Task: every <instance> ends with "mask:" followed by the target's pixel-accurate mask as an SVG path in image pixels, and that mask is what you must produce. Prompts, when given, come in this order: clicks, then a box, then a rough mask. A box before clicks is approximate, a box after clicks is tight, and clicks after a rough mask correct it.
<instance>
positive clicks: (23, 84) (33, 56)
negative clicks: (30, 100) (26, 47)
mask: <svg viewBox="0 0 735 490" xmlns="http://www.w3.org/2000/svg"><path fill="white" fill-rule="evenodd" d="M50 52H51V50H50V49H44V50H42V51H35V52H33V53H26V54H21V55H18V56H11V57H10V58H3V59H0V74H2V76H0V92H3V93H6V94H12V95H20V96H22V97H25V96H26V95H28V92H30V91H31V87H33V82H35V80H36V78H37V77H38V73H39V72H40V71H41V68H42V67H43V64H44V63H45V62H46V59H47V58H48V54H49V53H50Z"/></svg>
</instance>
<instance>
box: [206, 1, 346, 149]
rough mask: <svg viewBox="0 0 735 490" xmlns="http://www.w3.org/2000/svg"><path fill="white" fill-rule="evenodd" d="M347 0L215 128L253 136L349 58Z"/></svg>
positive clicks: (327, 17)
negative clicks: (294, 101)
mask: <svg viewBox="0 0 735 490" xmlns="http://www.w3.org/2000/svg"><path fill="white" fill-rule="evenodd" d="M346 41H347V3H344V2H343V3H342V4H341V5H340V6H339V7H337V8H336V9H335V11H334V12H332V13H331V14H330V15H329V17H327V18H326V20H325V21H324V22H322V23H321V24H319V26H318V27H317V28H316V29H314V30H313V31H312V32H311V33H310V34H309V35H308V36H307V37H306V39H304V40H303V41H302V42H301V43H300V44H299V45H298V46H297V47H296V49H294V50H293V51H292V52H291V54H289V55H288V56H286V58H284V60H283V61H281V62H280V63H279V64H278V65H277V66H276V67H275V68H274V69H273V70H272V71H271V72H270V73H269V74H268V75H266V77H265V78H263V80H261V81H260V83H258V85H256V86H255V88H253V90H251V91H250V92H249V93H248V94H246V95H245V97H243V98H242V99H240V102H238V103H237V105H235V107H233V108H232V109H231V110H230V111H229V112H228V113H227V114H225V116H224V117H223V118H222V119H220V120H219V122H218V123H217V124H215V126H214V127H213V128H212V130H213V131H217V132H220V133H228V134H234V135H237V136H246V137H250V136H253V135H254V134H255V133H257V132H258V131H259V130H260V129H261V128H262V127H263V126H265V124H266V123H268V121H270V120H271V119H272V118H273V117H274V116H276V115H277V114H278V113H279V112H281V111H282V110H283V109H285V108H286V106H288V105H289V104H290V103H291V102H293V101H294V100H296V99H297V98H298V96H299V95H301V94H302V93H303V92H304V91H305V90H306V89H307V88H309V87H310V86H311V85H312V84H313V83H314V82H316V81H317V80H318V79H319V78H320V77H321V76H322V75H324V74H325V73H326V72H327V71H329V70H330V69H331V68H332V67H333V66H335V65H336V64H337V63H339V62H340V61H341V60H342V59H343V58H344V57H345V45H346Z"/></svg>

************

What the task asks >>
All records shown above are to be given again verbatim.

Result for this exercise >>
Task: every <instance> ends with "mask:" followed by the target's pixel-accurate mask as an SVG path in image pixels, and that mask is what you must produce. Prompts, when given, come in this order: clicks, then a box, then a rough mask. A box before clicks is approximate, a box after clicks is tight, and clicks after a rough mask correct it.
<instance>
positive clicks: (23, 84) (33, 56)
negative clicks: (30, 100) (26, 47)
mask: <svg viewBox="0 0 735 490" xmlns="http://www.w3.org/2000/svg"><path fill="white" fill-rule="evenodd" d="M50 52H51V50H50V49H44V50H42V51H35V52H33V53H26V54H21V55H18V56H11V57H10V58H3V59H0V74H2V76H0V92H3V93H6V94H12V95H20V96H22V97H25V96H26V95H28V92H30V91H31V87H33V82H35V80H36V78H37V77H38V73H39V72H40V71H41V68H42V67H43V64H44V63H45V62H46V59H47V58H48V54H49V53H50Z"/></svg>
</instance>
<instance>
box: [206, 1, 346, 149]
rough mask: <svg viewBox="0 0 735 490" xmlns="http://www.w3.org/2000/svg"><path fill="white" fill-rule="evenodd" d="M347 0L215 128L253 136L349 58Z"/></svg>
positive clicks: (327, 17)
negative clicks: (294, 101)
mask: <svg viewBox="0 0 735 490" xmlns="http://www.w3.org/2000/svg"><path fill="white" fill-rule="evenodd" d="M346 41H347V3H344V2H343V3H342V4H341V5H340V6H339V7H337V8H336V9H335V11H334V12H332V13H331V14H330V15H329V17H327V18H326V20H325V21H324V22H322V23H321V24H319V26H318V27H317V28H316V29H314V30H313V31H312V32H311V33H310V34H309V35H308V36H307V37H306V39H304V40H303V41H302V42H301V43H300V44H299V45H298V46H297V47H296V49H294V50H293V51H292V52H291V54H289V55H288V56H286V58H284V60H283V61H281V62H280V63H279V64H278V65H277V66H276V67H275V68H274V69H273V70H272V71H271V72H270V73H269V74H268V75H266V77H265V78H263V80H261V81H260V83H258V85H256V86H255V88H253V90H251V91H250V92H249V93H248V94H246V95H245V97H243V98H242V99H240V102H238V103H237V105H235V107H233V108H232V109H231V110H230V111H229V112H228V113H227V114H225V116H224V117H223V118H222V119H220V120H219V122H218V123H217V124H215V126H214V127H213V128H212V130H213V131H217V132H220V133H228V134H234V135H237V136H246V137H250V136H253V135H254V134H255V133H257V132H258V131H259V130H260V129H261V128H262V127H263V126H265V124H266V123H268V121H270V120H271V119H272V118H273V117H274V116H276V115H277V114H278V113H279V112H281V111H282V110H283V109H285V108H286V106H288V105H289V104H290V103H291V102H293V101H294V100H296V99H297V98H298V96H299V95H301V94H302V93H303V92H304V91H305V90H306V89H307V88H309V87H310V86H311V85H312V84H313V83H314V82H316V81H317V80H318V79H319V78H320V77H321V76H322V75H324V74H325V73H326V72H327V71H329V70H330V69H331V68H332V67H333V66H335V65H336V64H337V63H339V62H340V61H341V60H342V59H343V58H344V57H345V45H346Z"/></svg>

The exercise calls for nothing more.